**Required action**
Please copy the excerpt on financial illiteracy word for word, from "Financial illiteracy is" to "are so serious.".

**Excerpt**
The costs and consequences of financial illiteracy are only beginning to be recognized outside of the financial services industry. Understanding why savings and retirement planning is lacking and why so many households are woefully unprepared for a financial emergency, let alone a lifetime in retirement, starts with better education. Apparently, many households are unfamiliar with even the most basic economic concepts needed to make savings and investment decisions.

Financial illiteracy is widespread and this appears to be a global issue, not just a concern for Americans. According to numerous research studies and surveys, people across all age brackets in many countries are challenged by basic financial computations. It’s no wonder the implications for saving, retirement planning and other significant financial decisions, like obtaining a mortgage, are so serious.

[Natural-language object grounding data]
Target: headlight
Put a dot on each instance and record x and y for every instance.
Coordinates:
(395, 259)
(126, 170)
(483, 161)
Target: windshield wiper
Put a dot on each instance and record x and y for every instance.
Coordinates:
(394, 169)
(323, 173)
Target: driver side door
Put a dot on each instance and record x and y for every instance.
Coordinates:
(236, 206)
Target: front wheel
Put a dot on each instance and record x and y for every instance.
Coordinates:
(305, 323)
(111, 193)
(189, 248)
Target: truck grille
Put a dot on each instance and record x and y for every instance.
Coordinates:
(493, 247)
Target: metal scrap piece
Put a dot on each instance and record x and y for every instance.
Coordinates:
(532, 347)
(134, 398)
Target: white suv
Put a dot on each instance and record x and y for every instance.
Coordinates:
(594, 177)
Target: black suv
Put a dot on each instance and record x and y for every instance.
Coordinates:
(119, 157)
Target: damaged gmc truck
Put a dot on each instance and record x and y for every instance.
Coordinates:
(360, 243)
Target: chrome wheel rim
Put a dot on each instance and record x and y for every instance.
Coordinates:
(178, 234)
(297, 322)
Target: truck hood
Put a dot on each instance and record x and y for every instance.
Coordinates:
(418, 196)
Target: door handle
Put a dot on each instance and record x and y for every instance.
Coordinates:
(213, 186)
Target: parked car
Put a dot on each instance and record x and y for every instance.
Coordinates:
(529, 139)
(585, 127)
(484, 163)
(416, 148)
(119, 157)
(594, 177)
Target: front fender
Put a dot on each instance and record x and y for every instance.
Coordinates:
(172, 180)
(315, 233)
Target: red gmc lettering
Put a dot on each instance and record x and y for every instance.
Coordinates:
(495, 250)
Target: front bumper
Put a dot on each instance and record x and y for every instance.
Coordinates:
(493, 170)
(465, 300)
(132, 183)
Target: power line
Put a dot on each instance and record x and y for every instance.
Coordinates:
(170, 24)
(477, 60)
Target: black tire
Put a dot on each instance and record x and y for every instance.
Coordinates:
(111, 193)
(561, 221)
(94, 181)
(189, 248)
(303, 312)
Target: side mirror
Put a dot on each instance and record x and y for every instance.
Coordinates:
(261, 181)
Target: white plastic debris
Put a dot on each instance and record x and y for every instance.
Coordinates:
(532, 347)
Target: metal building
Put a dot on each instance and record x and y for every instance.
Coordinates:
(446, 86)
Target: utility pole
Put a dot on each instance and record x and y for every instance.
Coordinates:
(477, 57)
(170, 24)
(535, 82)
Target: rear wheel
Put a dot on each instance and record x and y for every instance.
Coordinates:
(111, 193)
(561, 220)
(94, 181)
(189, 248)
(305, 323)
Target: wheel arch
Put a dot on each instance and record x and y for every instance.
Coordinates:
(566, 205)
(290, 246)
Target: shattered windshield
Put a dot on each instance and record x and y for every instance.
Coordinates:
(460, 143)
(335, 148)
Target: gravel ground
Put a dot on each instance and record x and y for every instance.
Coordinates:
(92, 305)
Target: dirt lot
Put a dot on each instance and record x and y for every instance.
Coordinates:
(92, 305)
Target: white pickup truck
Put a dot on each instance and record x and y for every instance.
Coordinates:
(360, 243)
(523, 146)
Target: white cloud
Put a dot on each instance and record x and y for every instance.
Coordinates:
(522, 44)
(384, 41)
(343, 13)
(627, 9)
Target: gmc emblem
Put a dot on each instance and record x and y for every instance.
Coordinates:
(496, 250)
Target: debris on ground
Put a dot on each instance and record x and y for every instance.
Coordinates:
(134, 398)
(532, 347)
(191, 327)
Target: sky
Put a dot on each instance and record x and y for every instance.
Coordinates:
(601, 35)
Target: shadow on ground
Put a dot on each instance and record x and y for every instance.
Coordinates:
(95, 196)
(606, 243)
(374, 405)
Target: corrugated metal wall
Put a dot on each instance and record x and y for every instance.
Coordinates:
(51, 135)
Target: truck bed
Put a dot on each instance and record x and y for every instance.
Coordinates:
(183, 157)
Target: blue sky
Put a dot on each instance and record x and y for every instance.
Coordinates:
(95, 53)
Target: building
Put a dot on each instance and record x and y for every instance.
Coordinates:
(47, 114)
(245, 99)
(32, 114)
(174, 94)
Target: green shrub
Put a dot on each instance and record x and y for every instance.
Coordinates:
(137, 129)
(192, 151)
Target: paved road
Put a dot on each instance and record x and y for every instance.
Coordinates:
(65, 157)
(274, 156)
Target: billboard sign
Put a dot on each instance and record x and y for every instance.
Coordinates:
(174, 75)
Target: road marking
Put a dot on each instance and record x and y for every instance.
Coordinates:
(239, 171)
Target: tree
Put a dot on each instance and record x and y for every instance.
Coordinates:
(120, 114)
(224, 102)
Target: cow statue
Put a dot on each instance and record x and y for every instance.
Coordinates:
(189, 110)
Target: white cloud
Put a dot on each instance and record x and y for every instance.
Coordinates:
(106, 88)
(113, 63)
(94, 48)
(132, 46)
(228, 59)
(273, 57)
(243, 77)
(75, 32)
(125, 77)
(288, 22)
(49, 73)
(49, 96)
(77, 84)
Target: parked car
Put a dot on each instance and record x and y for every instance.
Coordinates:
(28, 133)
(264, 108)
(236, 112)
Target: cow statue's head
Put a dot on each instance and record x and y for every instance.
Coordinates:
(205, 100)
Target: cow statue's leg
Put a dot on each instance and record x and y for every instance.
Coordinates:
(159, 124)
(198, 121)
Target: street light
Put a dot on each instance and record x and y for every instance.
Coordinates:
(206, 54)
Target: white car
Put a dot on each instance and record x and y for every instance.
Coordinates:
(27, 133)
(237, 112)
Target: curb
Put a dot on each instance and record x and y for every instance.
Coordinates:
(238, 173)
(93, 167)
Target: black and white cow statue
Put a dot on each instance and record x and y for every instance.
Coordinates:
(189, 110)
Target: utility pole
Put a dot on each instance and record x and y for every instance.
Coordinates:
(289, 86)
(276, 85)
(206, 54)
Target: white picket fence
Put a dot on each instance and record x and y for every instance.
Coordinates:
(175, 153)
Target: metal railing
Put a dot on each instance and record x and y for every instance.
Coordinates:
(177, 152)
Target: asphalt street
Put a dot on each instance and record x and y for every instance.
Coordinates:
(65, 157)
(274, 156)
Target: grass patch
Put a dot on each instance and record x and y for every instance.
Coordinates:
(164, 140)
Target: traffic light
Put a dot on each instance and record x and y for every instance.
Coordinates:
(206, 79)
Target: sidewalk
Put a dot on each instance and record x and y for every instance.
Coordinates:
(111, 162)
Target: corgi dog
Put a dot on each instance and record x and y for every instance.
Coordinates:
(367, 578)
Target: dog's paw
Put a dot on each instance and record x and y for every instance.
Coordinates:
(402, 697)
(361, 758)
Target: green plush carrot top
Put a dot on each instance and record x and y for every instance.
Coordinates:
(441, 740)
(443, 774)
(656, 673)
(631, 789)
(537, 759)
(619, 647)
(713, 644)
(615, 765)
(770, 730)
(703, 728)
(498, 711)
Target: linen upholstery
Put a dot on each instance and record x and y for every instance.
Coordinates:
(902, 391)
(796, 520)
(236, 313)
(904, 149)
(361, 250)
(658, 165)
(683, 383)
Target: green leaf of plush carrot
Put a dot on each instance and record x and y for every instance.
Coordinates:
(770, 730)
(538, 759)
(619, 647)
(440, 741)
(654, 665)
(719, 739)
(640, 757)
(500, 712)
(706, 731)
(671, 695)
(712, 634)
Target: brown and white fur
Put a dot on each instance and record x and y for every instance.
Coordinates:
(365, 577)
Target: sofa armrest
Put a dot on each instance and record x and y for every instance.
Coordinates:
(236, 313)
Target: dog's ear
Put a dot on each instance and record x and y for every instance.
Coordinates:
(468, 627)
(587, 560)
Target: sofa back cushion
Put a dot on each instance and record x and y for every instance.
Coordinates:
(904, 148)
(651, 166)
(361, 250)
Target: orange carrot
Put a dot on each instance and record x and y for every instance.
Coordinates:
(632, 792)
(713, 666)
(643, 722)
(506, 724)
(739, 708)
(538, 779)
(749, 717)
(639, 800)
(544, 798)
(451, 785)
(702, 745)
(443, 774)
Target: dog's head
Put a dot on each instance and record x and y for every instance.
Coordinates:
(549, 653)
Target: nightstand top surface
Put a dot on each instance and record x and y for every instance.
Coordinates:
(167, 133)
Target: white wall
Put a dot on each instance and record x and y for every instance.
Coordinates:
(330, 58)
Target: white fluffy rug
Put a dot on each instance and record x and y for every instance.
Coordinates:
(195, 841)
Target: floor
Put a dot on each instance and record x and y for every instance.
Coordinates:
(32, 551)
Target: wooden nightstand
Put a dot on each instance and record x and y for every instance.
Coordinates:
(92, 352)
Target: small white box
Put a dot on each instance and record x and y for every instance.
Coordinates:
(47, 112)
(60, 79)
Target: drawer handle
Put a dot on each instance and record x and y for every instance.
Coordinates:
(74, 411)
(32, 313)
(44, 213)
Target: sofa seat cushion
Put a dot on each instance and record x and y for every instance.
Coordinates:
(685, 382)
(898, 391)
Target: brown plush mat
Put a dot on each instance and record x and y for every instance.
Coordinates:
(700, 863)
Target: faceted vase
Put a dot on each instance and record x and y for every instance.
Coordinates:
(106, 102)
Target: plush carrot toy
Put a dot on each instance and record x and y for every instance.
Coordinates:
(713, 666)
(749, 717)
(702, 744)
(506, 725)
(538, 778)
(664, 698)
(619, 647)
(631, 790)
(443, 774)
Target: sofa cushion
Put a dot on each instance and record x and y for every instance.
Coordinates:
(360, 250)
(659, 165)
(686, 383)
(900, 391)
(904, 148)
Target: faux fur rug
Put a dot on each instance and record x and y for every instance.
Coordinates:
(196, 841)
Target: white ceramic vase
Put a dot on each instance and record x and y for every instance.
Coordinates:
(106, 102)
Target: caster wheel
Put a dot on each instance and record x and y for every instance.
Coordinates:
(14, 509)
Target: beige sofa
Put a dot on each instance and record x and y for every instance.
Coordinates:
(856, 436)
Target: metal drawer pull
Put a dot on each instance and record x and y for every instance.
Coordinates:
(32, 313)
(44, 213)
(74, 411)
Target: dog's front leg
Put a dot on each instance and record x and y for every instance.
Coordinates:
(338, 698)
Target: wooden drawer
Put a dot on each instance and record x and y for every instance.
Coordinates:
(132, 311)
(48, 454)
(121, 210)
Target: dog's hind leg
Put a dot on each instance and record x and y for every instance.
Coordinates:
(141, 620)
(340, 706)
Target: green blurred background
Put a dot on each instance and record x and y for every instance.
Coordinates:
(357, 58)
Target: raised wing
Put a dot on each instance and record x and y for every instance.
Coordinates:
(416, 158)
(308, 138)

**Solution**
Financial illiteracy is widespread and this appears to be a global issue, not just a concern for Americans. According to numerous research studies and surveys, people across all age brackets in many countries are challenged by basic financial computations. It’s no wonder the implications for saving, retirement planning and other significant financial decisions, like obtaining a mortgage, are so serious.